[START OF ITEMS]

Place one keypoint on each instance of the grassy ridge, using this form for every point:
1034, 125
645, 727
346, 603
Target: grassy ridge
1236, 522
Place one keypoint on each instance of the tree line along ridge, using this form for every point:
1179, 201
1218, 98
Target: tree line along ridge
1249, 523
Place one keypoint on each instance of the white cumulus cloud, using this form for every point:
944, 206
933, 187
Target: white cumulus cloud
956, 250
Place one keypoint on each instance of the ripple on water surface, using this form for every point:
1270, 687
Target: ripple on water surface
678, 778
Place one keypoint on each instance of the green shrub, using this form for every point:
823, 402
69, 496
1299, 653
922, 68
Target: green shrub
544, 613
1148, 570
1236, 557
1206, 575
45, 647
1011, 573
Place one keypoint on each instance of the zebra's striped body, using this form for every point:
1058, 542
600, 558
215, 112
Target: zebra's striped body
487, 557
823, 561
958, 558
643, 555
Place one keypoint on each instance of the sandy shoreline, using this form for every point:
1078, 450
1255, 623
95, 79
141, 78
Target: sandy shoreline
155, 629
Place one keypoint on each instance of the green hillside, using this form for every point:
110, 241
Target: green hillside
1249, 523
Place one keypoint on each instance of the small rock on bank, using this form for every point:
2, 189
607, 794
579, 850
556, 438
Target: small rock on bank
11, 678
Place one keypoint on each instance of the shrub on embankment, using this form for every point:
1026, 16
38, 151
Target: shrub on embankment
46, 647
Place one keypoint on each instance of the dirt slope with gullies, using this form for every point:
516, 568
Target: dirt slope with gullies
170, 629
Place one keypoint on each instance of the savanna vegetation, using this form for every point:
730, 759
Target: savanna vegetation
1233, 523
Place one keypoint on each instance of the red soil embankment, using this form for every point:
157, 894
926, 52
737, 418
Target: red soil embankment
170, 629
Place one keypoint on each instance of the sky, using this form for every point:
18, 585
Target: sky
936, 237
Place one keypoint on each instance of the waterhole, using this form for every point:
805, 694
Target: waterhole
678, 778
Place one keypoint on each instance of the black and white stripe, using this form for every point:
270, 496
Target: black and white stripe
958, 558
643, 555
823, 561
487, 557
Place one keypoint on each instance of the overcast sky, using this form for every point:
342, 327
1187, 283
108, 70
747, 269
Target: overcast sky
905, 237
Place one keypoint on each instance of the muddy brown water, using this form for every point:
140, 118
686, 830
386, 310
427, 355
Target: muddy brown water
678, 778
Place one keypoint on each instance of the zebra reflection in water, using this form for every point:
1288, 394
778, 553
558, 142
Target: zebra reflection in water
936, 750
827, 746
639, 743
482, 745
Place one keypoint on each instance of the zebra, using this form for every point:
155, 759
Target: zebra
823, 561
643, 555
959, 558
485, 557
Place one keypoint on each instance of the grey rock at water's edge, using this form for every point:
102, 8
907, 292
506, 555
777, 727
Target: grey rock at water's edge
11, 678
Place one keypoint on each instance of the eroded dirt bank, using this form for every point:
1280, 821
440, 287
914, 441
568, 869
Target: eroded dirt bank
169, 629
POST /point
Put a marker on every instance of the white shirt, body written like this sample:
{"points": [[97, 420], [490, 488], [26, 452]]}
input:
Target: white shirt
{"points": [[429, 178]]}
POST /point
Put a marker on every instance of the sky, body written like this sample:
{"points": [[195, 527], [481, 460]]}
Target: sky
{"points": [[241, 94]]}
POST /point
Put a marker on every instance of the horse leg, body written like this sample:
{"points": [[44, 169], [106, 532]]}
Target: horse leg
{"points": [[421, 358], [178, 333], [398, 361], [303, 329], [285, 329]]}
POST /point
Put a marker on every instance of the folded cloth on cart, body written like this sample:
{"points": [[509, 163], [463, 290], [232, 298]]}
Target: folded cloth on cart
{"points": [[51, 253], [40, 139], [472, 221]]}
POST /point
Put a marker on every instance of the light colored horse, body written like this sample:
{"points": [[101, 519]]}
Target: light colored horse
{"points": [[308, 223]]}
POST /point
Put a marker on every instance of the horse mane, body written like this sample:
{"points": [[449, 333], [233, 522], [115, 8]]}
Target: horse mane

[END OF ITEMS]

**WHAT YOU SHOULD DO**. Write the material out exactly, with nothing left out.

**WRITTEN ANSWER**.
Place one keypoint on each instance of the grassy ridge, using this form for every point:
1034, 125
645, 727
346, 603
Target: grassy ridge
1236, 522
Place one keypoint on each instance of the tree line along ridge, using this form for every point:
1179, 201
1218, 98
Target: tree line along ridge
1249, 523
Place one keypoint on each instance of the white cumulus cloud, using this form for every point:
944, 206
933, 187
Target: white cumulus cloud
956, 250
Place one keypoint on each instance of the ripple on water surface, using this form for every point:
1270, 687
Target: ripple on water surface
678, 778
Place one keypoint on each instance of the green shrub, using this form for every point:
823, 402
69, 496
1299, 653
922, 68
Target: green shrub
544, 613
1148, 570
1236, 557
1206, 575
45, 647
1011, 573
Place one keypoint on each instance of the zebra's striped body, using this form for every point:
1058, 542
600, 558
215, 112
Target: zebra's striped body
487, 557
823, 561
958, 558
643, 555
Place one keypoint on each instance of the sandy shoreline, using this form for every point:
1078, 450
1255, 623
95, 79
141, 78
Target: sandy shoreline
155, 629
Place one keypoint on each instance of the green hillside, using this form for every point:
110, 241
Target: green hillside
1249, 523
Place one keypoint on each instance of the small rock on bank, using this form for every point:
2, 189
607, 794
579, 850
556, 438
Target: small rock on bank
11, 678
Place one keypoint on each instance of the shrub on embankment, using this form for every point:
1026, 16
38, 151
Target: shrub on embankment
46, 647
Place one keypoint on each instance of the dirt slope with gullies, using this form for every point:
516, 568
Target: dirt slope with gullies
170, 629
Place one keypoint on each instance of the savanna vegetation, using this form for every point:
730, 759
Target: savanna vegetation
1233, 523
Place one keypoint on each instance of the red soil embankment, using this form for every point:
157, 894
926, 52
737, 418
Target: red soil embankment
170, 629
Place one keypoint on each instance of the sky, using this form for every point:
18, 585
Target: sky
936, 237
Place one keypoint on each instance of the waterhole, using this form for every point:
805, 694
Target: waterhole
678, 778
Place one keypoint on each instance of the black and white stripe, using this form for every point:
270, 496
Target: black and white stripe
958, 558
643, 555
823, 561
487, 557
Place one keypoint on each instance of the overcast sky, using this form for every point:
342, 327
1187, 283
108, 70
747, 269
Target: overcast sky
905, 237
Place one keypoint on each instance of the muddy brown water, using this form for every point:
140, 118
686, 830
386, 310
427, 355
Target: muddy brown water
678, 778
Place one keypoint on each instance of the zebra reflection in water, using this form for every point:
1288, 394
778, 553
558, 142
Target: zebra reflection in water
936, 750
827, 746
639, 743
482, 745
Place one keypoint on each instance of the zebra, using this form for every point:
155, 759
Target: zebra
823, 561
643, 555
959, 558
485, 557
Place one keypoint on each instance of the grey rock at water's edge, using this form for every point:
102, 8
907, 292
506, 555
777, 727
Target: grey rock at water's edge
11, 678
Place one keypoint on each instance of the eroded dirt bank, using this form for every point:
1280, 821
440, 287
914, 441
568, 869
Target: eroded dirt bank
169, 629
POST /point
Put a marker on every instance of the white shirt, body written like this sample:
{"points": [[97, 420], [490, 488], [26, 452]]}
input:
Target: white shirt
{"points": [[429, 178]]}
POST /point
Put a marker on every instance of the sky, body written like this sample:
{"points": [[195, 527], [481, 460]]}
Target: sky
{"points": [[241, 94]]}
POST /point
Put a marker on every instance of the horse leg, body written like this sample:
{"points": [[44, 169], [106, 532]]}
Target: horse leg
{"points": [[421, 358], [178, 333], [398, 361], [303, 329], [285, 329]]}
POST /point
Put a marker on every instance of the folded cloth on cart, body written like this sample:
{"points": [[509, 163], [463, 290], [232, 298]]}
Target: folded cloth on cart
{"points": [[51, 253], [40, 139], [472, 221]]}
POST /point
Put a marker on every instance of the light colored horse, body written like this sample:
{"points": [[101, 519]]}
Target: light colored horse
{"points": [[308, 223]]}
POST /point
Put a marker on every instance of the horse mane, body written like this sample:
{"points": [[449, 333], [233, 522], [115, 8]]}
Target: horse mane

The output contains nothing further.